BEGIN Supplied information

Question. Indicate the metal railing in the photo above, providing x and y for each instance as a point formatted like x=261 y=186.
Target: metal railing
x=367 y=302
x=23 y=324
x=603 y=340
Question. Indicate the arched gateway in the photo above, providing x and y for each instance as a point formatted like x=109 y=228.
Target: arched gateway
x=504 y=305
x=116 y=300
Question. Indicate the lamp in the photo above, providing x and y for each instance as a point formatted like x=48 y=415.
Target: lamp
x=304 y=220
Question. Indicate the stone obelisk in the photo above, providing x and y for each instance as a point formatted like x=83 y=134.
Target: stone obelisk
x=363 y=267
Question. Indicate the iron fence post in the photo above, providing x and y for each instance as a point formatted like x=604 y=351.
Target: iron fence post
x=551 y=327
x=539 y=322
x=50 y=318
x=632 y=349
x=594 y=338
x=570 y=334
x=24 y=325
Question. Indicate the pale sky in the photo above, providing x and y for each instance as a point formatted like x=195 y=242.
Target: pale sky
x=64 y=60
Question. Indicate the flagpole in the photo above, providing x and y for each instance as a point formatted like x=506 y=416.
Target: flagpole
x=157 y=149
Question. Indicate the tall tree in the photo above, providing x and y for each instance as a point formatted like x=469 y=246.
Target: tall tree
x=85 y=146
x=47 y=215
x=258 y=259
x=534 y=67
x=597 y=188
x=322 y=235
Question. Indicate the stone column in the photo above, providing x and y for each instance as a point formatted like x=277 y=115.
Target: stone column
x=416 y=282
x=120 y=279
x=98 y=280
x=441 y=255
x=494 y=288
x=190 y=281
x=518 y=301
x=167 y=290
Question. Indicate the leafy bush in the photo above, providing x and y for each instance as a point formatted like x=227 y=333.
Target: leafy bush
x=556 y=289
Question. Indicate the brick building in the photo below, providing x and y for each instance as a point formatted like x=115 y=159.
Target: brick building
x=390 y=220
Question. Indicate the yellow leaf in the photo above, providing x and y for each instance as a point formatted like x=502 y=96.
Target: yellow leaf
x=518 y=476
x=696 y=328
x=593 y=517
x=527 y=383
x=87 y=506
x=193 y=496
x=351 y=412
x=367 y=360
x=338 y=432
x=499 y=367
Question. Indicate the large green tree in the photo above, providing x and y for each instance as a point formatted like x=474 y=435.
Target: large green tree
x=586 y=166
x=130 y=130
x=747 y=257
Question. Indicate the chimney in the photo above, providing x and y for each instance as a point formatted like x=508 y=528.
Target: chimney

END Supplied information

> What you need to do: Every entry should be reproduced word for word.

> Answer space:
Question. Indicate the metal railing in the photo above, providing x and y for each instance as a point formatted like x=261 y=186.
Target: metal railing
x=367 y=302
x=23 y=324
x=603 y=340
Question. Indicate the arched gateway in the photo above, providing x and y for each instance as a point formatted like x=109 y=228.
Target: arched gateway
x=504 y=305
x=116 y=300
Question. Indicate the lamp in the photo above, providing x and y for each instance as a point formatted like x=48 y=415.
Target: lamp
x=304 y=220
Question. Indicate the stone obelisk in the photo above, providing x and y for each instance as a point formatted like x=83 y=134.
Target: stone obelisk
x=363 y=267
Question. Indicate the iron fence post in the photo above, providing x and y for each instance as a point formatted like x=604 y=351.
Target: iron fence post
x=551 y=327
x=539 y=322
x=50 y=318
x=632 y=349
x=594 y=338
x=570 y=334
x=24 y=325
Question. Indicate the pale sky in the photo above, providing x and y for each instance as a point formatted like x=195 y=242.
Target: pale sky
x=64 y=60
Question. Indicate the flagpole in the photo above, providing x and y for each instance as a point formatted like x=506 y=416.
Target: flagpole
x=157 y=149
Question. Indicate the tall tree in the photo above, providing x and y for each instance as a point formatted like x=469 y=246.
Target: tall tree
x=85 y=146
x=47 y=215
x=258 y=259
x=534 y=67
x=597 y=188
x=322 y=235
Question. Indicate the stone column in the photo above, providing x and y for each instance as a point formatted like x=277 y=115.
Target: stone column
x=416 y=282
x=120 y=279
x=98 y=280
x=441 y=255
x=494 y=288
x=190 y=281
x=518 y=301
x=167 y=290
Question. Indicate the leafy bush in the photo above, providing x and y for each instance as a point formatted like x=227 y=333.
Target: leafy bush
x=556 y=289
Question. Indicate the brick building in the photo below, providing x and y for each instance as a point formatted like x=115 y=159.
Target: brick building
x=390 y=220
Question. Indicate the yellow leaf in the photo above, providing x and y for each instance as a point formatted like x=502 y=96.
Target: yellow leaf
x=518 y=476
x=696 y=328
x=593 y=517
x=527 y=383
x=87 y=506
x=193 y=496
x=351 y=412
x=367 y=360
x=338 y=432
x=499 y=367
Question. Indicate the large green tree in the photo above, providing x and y for each instance as a point formatted like x=474 y=435.
Target: large green tree
x=586 y=166
x=130 y=130
x=747 y=257
Question. Indicate the chimney in the photo above, providing x and y for each instance as a point formatted like x=508 y=528.
Target: chimney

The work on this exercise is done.